§ Records for this task
........

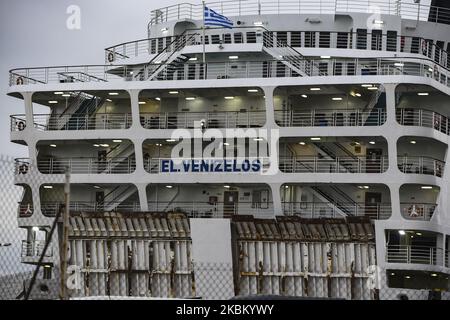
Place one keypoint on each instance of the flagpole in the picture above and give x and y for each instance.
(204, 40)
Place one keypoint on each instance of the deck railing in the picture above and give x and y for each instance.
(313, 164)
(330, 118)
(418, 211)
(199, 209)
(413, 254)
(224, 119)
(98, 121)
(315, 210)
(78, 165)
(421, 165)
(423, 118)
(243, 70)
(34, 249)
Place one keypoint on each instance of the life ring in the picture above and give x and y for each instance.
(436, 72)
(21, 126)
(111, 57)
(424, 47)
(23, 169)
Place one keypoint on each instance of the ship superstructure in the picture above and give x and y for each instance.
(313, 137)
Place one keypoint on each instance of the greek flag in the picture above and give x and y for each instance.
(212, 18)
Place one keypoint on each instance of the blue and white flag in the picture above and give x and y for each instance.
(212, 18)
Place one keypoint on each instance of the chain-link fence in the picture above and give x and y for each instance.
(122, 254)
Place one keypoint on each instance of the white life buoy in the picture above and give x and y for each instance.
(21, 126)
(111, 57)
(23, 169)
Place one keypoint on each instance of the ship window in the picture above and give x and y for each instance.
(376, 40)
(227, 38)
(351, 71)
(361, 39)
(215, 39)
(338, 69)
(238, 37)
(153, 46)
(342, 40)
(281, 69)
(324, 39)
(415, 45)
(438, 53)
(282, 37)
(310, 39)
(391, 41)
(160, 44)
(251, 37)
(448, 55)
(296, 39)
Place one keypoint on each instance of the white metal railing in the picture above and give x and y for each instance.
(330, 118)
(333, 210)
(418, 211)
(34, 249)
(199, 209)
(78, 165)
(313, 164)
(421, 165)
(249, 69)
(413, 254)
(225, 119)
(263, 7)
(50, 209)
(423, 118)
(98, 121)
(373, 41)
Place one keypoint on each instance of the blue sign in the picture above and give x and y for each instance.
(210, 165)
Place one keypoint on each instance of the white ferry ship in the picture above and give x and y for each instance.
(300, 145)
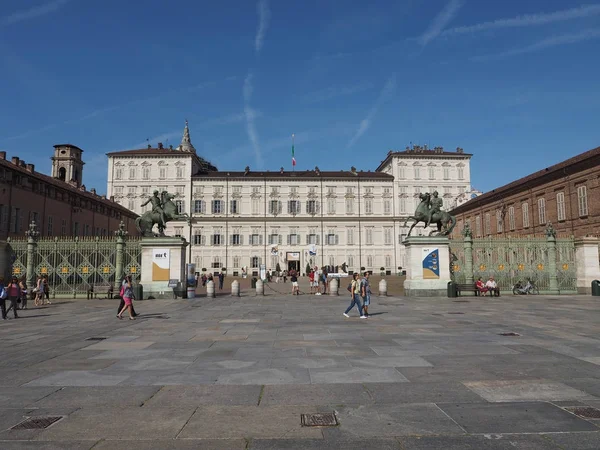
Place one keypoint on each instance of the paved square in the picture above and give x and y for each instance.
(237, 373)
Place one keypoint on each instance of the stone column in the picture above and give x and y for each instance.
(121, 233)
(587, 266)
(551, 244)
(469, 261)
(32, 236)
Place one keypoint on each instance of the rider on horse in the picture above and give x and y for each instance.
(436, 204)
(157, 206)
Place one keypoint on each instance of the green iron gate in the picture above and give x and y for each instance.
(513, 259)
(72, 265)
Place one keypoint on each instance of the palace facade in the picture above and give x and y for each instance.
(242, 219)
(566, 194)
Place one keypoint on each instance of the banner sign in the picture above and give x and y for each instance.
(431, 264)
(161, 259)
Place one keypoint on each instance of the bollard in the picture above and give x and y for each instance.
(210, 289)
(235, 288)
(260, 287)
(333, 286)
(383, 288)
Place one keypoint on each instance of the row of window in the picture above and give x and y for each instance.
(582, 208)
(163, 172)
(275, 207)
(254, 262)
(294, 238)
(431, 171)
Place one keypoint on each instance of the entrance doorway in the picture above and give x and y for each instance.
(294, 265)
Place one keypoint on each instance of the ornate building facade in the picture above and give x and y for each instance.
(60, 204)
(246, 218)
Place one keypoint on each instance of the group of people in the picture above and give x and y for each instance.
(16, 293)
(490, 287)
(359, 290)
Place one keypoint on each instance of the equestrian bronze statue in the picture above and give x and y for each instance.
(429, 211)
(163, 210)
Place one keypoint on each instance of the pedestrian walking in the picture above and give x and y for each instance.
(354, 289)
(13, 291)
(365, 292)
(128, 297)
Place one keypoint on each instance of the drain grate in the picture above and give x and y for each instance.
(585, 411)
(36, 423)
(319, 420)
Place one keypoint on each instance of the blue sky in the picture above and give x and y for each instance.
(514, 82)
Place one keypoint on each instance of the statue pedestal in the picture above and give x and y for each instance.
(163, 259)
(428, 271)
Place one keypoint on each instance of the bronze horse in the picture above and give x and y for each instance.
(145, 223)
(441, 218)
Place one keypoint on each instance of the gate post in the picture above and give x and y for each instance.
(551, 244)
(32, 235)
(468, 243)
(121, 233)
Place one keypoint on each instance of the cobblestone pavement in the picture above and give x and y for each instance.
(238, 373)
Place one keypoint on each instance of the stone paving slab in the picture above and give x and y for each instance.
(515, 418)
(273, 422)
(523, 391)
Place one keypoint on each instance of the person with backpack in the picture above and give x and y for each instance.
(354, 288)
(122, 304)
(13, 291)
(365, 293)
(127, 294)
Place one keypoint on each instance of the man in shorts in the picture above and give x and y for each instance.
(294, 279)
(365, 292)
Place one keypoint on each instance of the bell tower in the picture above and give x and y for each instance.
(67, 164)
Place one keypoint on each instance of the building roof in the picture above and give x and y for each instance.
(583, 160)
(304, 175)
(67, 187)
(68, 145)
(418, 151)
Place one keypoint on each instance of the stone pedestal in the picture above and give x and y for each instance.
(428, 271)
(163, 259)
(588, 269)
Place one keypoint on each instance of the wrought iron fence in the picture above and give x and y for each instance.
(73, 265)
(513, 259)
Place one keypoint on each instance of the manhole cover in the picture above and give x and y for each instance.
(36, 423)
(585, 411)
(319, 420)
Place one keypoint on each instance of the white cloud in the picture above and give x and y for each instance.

........

§ Do this
Locate "Place one keypoint on each instance of the bronze" in the material, then quote the line that contains it and all lines after it through the final one.

§ Problem solution
Place one keypoint on each instance of the bronze horse in the picture above and give x and y for each instance.
(145, 223)
(441, 218)
Place one keypoint on each instance of the gate post in the picture above and give x and y for each instance.
(551, 244)
(32, 235)
(468, 243)
(121, 233)
Place one keypoint on each instance of the cobblestone pavement in the picture above and give x and y for each instance.
(238, 373)
Place one keypoint on each instance of the stone paving slab in the picture above and give x and y for each instance.
(515, 418)
(273, 422)
(523, 391)
Place one keypoint on each instance of the person with backpack in the picture above and give x and y for each instance.
(354, 288)
(122, 304)
(13, 291)
(365, 293)
(127, 294)
Place one keypoint on each instance of the man in shorts in the picture above and give x and y for each instance.
(294, 279)
(365, 292)
Place one keypoint on each instance of the bell tower in the picture above and give x and y for each instance.
(67, 164)
Place one keypoint on each instance of the building roof in the picture above and give x and y for each instance.
(583, 160)
(304, 175)
(67, 187)
(68, 145)
(418, 151)
Place one keypoint on each instance of the stone pedestal in the picture above and give x and y for each instance.
(428, 271)
(163, 259)
(588, 269)
Place one keypoint on each instance of the wrought iron fence in the picture above and give x and y for each instance.
(73, 265)
(513, 259)
Place one keypoint on each instance of the manhole cover in the picture above and give x and y for each instance.
(36, 423)
(585, 411)
(319, 420)
Place one keypoint on each instance of the white cloud in the picture above and give x and y for each instance.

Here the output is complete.